§ **INSTRUCTIONS FOR THE TASK**
From the article on the FDA approval of Botox for urinary incontinence, list each result it says comes from injecting Botox into the bladder.

§ **EXTRACT PROVIDED**
__________________________________________________

FDA approved Botox by Allergan to treat specific form of urinary incontinence

Botox (onabotulinumotoxinA) is injected to treat urinary incontinence in people with neurologic conditions such as spinal cord injury and multiple sclerosis (MS) who have an over active bladder.

Neurological conditions can interfere with nerve signals involved in the bladder control, causing urinary incontinence an inability to store urine. Current treatment includes medications to relax the bladder and use of catheter to regularly empty the bladder.

The Botox treatment works by being injected into the bladder resulting in relaxation of the bladder detrusor muscle, an increase in its storage capacity and a decrease in urinary incontinence.

"Urinary incontinence associated with neurologic conditions can be difficult to manage," said George Benson, deputy director, Division of Reproductive and Urologic Products. "Botox offers another treatment option for these patients"

Botox was found effective in treating this specific type of incontinence by two clinical studies. Studies involving 691 patients who all had neurological conditions such as MS and spinal cord injury showed a significant decrease in the weekly frequency of incontinence episodes in the Botox group compared with placebo.

The most common adverse reaction observed following injection of Botox into the bladder was urinary tract infection and urinary retention. Those who develop urinary retention after Botox treatment required self-cauterization to empty the bladder.

__________________________________________________

§ **DATASET ENTRIES**
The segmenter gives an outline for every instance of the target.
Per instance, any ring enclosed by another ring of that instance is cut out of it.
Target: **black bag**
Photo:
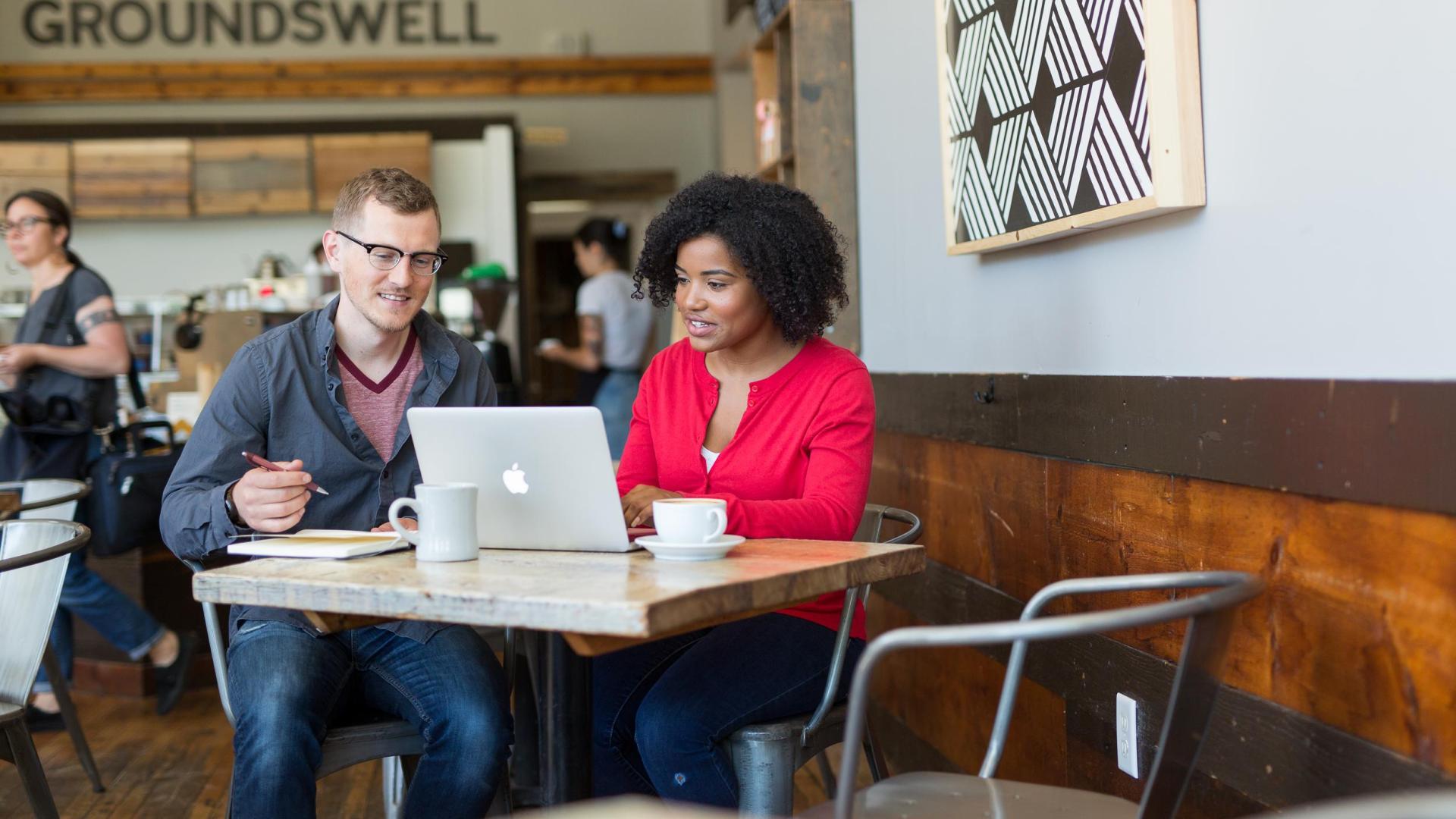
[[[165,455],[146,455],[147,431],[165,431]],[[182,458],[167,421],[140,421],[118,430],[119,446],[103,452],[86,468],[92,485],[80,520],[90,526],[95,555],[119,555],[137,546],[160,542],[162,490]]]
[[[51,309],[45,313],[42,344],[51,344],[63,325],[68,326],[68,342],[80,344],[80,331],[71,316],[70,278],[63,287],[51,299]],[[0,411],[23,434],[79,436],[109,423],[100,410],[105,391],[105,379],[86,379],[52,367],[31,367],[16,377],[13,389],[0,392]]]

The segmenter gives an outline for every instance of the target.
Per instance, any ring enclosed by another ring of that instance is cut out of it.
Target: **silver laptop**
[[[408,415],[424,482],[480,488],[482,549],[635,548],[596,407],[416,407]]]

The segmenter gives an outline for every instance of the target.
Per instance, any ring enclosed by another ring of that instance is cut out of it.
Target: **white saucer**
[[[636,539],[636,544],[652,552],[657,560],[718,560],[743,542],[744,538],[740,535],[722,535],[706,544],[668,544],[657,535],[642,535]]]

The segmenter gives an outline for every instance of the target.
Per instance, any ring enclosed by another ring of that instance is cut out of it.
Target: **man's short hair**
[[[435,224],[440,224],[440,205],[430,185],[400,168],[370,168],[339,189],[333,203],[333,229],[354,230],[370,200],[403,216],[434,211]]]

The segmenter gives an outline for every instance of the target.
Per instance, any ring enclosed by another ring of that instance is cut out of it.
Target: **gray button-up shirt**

__________________________________________________

§ **YOUR SOLUTION**
- Relaxation of the bladder detrusor muscle
- An increase in the bladder's storage capacity
- A decrease in urinary incontinence